▶ [TASK DESCRIPTION] How many lines in the entries below contain the string "metal"? Case counts; give the number alone.

▶ [INPUT DATA]
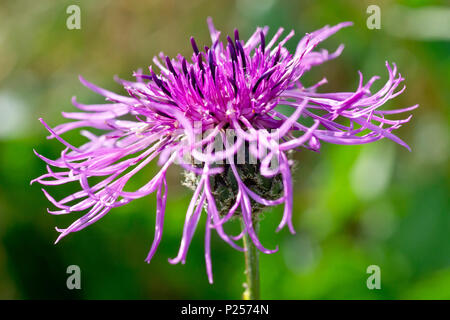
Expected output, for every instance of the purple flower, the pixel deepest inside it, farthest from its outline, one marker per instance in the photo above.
(231, 85)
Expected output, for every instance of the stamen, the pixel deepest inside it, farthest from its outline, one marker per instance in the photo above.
(241, 51)
(263, 42)
(170, 66)
(184, 67)
(267, 75)
(194, 46)
(236, 35)
(212, 64)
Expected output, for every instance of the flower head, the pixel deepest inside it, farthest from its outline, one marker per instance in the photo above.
(231, 85)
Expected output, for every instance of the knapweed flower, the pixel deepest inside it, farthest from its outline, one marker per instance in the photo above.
(230, 85)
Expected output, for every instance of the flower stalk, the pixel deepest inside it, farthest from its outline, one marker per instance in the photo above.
(252, 285)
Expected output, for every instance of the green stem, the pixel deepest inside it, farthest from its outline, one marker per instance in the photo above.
(251, 265)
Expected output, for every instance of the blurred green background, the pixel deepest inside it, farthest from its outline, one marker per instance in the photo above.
(355, 206)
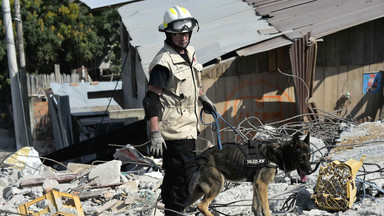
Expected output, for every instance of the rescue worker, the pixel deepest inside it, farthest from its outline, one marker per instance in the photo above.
(171, 106)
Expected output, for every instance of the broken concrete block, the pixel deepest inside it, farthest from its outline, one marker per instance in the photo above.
(128, 188)
(106, 206)
(10, 192)
(49, 184)
(79, 168)
(107, 173)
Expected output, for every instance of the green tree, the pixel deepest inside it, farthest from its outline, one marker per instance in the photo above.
(64, 32)
(68, 33)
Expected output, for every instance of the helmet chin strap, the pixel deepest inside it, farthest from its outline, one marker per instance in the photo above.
(170, 42)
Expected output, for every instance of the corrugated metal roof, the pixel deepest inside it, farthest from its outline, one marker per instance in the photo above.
(295, 18)
(78, 99)
(225, 26)
(95, 4)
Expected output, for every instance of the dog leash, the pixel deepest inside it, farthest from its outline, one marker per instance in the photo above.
(215, 125)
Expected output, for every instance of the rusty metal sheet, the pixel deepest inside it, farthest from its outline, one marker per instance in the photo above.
(303, 60)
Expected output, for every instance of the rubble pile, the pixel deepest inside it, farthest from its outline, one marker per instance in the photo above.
(130, 184)
(102, 188)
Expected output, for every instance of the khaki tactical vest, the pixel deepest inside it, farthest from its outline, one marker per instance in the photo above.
(178, 118)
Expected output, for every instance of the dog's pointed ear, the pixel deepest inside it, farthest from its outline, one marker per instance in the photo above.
(306, 140)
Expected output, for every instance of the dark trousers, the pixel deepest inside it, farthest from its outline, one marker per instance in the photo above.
(179, 165)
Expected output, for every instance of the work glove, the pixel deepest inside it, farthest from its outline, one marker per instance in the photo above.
(208, 106)
(157, 143)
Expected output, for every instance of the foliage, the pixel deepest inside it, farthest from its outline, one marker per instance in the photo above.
(64, 32)
(67, 33)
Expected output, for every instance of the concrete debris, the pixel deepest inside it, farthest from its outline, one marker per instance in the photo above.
(110, 188)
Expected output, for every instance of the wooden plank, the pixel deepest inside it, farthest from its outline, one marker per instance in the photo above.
(209, 87)
(246, 100)
(342, 48)
(220, 95)
(355, 86)
(318, 88)
(272, 61)
(320, 61)
(379, 42)
(378, 99)
(232, 95)
(330, 85)
(356, 45)
(270, 98)
(257, 106)
(342, 102)
(39, 181)
(369, 42)
(286, 91)
(330, 48)
(367, 101)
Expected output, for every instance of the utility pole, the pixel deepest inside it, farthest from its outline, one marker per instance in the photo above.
(19, 125)
(22, 73)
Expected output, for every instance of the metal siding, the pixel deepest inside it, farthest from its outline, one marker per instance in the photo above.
(320, 17)
(225, 26)
(94, 4)
(78, 99)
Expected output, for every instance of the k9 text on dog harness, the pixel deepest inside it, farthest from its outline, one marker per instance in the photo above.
(253, 157)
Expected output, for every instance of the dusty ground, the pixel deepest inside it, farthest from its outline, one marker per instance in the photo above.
(286, 198)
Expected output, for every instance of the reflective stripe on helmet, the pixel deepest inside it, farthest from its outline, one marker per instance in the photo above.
(178, 20)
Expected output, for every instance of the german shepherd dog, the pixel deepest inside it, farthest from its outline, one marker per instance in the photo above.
(230, 163)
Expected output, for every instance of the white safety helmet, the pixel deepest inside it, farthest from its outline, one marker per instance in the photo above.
(178, 20)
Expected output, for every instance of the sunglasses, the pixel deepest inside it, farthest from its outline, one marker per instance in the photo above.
(183, 25)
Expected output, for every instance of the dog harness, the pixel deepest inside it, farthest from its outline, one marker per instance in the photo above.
(253, 157)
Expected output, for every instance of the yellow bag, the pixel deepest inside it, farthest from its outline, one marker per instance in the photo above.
(335, 188)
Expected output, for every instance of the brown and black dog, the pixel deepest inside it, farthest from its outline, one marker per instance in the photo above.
(233, 163)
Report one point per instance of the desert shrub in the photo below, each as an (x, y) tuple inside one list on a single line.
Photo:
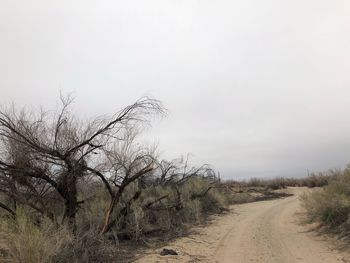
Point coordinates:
[(331, 204), (24, 241)]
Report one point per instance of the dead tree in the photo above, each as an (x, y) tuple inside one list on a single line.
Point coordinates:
[(61, 151)]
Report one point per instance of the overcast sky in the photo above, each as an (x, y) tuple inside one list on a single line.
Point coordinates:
[(255, 88)]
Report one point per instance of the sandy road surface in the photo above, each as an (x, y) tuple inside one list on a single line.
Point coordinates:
[(267, 232)]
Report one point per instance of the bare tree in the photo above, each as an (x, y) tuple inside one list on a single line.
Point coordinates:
[(45, 152)]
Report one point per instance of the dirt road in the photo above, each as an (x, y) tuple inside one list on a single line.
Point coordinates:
[(267, 232)]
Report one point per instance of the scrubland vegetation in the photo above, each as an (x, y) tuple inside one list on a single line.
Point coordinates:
[(330, 205), (73, 190)]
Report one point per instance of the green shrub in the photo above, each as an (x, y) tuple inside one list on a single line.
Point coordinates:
[(330, 205), (22, 241)]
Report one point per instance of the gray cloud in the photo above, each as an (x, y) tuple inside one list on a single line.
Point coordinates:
[(256, 88)]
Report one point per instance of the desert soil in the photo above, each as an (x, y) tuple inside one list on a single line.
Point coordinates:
[(266, 231)]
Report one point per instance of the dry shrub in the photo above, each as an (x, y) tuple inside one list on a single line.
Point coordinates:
[(331, 205)]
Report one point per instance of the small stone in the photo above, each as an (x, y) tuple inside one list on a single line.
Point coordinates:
[(166, 252)]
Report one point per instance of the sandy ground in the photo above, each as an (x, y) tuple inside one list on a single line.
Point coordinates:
[(267, 232)]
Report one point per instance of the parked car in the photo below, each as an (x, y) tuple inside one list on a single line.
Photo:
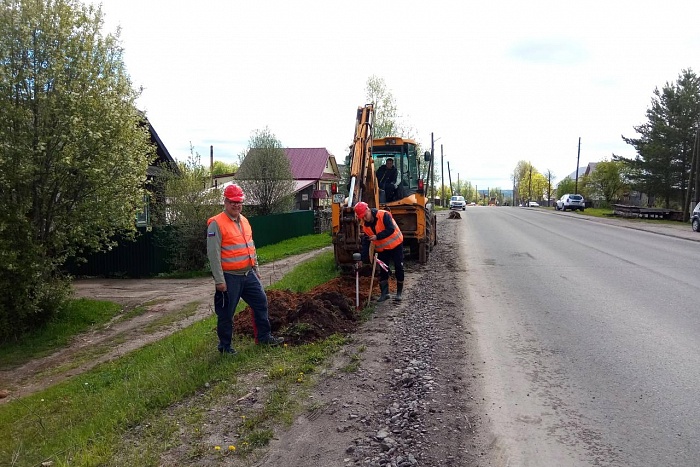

▶ [EXPECTED ANSWER] 3